Render everything from the line containing "# segment --target trellis over entry" down to the last line as a Markdown table with the columns Row and Line, leaving out blank lines.

══ Data for this exercise

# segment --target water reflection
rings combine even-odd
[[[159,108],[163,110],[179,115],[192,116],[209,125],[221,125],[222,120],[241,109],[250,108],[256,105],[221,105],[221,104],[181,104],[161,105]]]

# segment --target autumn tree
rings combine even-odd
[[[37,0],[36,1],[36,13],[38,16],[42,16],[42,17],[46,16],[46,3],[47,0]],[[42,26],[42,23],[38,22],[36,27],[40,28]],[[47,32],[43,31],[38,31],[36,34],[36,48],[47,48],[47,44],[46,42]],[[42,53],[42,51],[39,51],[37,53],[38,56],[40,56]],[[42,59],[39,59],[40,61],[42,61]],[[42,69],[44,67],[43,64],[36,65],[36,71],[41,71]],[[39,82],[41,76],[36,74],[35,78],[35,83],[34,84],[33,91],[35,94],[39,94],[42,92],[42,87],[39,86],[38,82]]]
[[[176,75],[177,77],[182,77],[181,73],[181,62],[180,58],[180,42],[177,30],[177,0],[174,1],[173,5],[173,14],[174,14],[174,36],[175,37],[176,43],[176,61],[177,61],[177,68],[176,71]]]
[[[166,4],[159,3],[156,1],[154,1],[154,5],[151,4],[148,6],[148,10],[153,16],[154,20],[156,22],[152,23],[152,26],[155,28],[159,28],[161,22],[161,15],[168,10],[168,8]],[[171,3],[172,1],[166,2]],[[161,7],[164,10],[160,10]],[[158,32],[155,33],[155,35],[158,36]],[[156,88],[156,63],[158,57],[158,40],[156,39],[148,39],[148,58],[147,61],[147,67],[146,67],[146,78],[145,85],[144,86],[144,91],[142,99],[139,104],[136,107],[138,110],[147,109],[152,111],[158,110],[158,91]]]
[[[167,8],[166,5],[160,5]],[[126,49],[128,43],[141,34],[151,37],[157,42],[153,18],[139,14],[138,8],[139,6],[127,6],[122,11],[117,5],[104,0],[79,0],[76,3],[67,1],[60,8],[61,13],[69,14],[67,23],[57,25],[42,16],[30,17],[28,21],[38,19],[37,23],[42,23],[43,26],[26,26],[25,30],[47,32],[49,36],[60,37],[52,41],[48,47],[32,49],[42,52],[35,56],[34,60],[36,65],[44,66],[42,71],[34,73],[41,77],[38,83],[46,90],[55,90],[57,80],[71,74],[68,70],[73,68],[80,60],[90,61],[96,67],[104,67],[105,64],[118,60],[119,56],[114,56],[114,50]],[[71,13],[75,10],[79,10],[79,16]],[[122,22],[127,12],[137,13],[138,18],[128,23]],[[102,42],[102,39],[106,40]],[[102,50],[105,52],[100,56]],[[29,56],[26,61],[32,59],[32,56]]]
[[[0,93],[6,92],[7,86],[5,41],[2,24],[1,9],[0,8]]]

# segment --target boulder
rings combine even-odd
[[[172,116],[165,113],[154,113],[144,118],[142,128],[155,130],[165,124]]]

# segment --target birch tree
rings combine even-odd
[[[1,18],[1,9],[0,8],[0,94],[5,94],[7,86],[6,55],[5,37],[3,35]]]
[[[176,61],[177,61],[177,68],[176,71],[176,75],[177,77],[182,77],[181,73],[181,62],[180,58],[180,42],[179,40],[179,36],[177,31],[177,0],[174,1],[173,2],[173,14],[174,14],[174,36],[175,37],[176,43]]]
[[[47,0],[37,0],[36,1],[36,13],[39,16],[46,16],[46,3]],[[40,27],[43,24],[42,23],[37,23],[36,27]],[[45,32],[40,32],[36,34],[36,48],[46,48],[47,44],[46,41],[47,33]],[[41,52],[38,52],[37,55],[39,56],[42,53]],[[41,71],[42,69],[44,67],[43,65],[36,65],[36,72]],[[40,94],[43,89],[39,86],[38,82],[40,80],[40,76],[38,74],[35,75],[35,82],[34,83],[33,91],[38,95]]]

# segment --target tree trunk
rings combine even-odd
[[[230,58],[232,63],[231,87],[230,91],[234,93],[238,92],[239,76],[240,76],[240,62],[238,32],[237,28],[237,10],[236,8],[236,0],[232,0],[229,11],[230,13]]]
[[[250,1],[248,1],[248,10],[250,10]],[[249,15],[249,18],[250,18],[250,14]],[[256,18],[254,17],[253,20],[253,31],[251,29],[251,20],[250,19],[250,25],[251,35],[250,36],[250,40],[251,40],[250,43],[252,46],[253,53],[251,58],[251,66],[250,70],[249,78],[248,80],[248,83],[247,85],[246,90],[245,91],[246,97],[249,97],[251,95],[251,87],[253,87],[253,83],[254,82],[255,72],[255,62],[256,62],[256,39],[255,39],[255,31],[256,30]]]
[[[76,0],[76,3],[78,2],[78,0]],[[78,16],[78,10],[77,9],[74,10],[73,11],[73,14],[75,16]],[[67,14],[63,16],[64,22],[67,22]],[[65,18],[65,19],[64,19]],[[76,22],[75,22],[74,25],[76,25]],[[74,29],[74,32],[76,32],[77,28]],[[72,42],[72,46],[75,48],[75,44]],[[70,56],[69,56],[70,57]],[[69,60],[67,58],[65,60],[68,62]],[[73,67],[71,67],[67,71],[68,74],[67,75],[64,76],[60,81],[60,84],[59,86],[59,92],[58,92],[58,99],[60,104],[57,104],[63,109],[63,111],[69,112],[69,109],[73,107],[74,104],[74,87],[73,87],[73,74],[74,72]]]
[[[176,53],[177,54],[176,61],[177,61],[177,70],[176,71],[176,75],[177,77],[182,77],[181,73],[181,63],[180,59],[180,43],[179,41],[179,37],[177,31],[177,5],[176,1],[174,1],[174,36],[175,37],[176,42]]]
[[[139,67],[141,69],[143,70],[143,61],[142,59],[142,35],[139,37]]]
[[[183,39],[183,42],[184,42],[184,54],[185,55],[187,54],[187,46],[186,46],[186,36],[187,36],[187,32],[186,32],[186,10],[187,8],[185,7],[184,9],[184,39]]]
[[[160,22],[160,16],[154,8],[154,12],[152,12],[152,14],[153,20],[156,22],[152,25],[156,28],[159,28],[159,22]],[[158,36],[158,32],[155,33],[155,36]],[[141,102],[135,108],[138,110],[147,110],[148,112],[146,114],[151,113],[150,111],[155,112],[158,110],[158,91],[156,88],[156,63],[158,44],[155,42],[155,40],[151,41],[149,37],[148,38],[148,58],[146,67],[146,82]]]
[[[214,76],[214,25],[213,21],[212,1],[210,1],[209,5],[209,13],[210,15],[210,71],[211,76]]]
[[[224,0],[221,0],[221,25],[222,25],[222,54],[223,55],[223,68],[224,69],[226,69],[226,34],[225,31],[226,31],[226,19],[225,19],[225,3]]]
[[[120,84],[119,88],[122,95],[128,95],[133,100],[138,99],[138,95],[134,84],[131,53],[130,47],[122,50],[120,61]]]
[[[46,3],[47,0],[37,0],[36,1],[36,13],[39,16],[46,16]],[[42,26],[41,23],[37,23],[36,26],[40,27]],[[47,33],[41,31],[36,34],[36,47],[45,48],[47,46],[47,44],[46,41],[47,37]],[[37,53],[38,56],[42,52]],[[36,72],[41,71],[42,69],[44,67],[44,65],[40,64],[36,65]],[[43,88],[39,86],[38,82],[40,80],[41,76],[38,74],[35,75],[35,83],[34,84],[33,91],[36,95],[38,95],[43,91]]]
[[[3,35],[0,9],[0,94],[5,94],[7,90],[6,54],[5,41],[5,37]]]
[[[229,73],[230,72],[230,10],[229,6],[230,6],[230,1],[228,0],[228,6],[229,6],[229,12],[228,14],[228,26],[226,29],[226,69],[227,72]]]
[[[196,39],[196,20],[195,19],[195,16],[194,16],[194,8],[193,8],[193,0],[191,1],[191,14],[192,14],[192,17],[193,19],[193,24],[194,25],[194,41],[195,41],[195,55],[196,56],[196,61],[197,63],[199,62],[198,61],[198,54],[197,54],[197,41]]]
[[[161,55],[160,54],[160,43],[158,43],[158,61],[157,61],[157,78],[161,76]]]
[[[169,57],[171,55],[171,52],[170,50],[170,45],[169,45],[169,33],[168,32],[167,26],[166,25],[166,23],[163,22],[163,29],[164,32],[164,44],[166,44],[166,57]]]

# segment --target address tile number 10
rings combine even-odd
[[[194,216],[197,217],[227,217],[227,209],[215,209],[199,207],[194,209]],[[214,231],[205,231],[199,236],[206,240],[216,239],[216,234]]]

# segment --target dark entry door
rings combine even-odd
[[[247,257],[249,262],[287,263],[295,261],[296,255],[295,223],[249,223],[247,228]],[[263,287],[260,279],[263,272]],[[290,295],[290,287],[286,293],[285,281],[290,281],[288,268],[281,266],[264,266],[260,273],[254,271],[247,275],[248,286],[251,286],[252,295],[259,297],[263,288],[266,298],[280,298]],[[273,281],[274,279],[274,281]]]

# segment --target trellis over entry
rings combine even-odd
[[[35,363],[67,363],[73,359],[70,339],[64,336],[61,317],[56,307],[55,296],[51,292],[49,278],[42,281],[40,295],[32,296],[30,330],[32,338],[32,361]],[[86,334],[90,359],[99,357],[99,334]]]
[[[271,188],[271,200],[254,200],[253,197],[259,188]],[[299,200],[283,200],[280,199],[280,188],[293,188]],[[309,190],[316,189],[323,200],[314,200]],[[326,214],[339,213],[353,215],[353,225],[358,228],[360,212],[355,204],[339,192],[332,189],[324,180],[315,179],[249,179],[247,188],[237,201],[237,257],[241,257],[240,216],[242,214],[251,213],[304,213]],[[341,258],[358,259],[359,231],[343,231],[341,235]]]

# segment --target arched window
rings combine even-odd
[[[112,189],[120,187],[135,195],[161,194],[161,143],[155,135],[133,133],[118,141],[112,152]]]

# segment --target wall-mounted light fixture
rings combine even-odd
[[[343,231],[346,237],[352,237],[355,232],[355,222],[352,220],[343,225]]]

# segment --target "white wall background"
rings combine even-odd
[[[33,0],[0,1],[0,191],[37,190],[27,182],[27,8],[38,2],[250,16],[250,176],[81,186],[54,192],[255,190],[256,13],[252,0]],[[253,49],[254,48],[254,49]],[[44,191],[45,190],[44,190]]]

════

→ **Result of this exercise**:
| Row | Line |
|---|---|
| 1 | # segment --target trellis over entry |
| 2 | rings combine even-odd |
| 3 | [[[35,363],[67,363],[73,359],[70,339],[64,336],[61,317],[56,307],[55,296],[51,292],[49,278],[42,281],[40,295],[32,296],[30,330],[32,338],[32,361]],[[86,334],[90,359],[99,357],[99,334]]] |
| 4 | [[[271,188],[271,200],[254,200],[253,197],[259,188]],[[299,200],[283,200],[280,199],[280,188],[293,188]],[[309,190],[316,189],[323,200],[314,200]],[[326,214],[339,213],[353,215],[353,225],[358,228],[360,212],[355,204],[339,192],[332,189],[324,180],[315,179],[249,179],[247,188],[237,201],[237,257],[241,257],[240,216],[242,214],[251,213],[304,213]],[[341,258],[358,259],[359,231],[343,231],[341,235]]] |
| 5 | # segment --target arched window |
| 6 | rings combine even-odd |
| 7 | [[[112,189],[120,187],[135,195],[161,194],[161,143],[155,135],[133,133],[118,141],[112,152]]] |
| 8 | # segment --target wall-mounted light fixture |
| 9 | rings combine even-odd |
| 10 | [[[343,231],[346,237],[352,237],[355,232],[355,222],[352,220],[343,225]]] |
| 11 | # segment --target "white wall background" |
| 12 | rings combine even-odd |
| 13 | [[[33,0],[0,1],[0,191],[37,190],[27,182],[27,8],[38,2],[250,16],[250,176],[81,186],[54,192],[255,190],[256,13],[252,0]],[[253,49],[254,48],[254,49]],[[44,191],[45,190],[44,190]]] |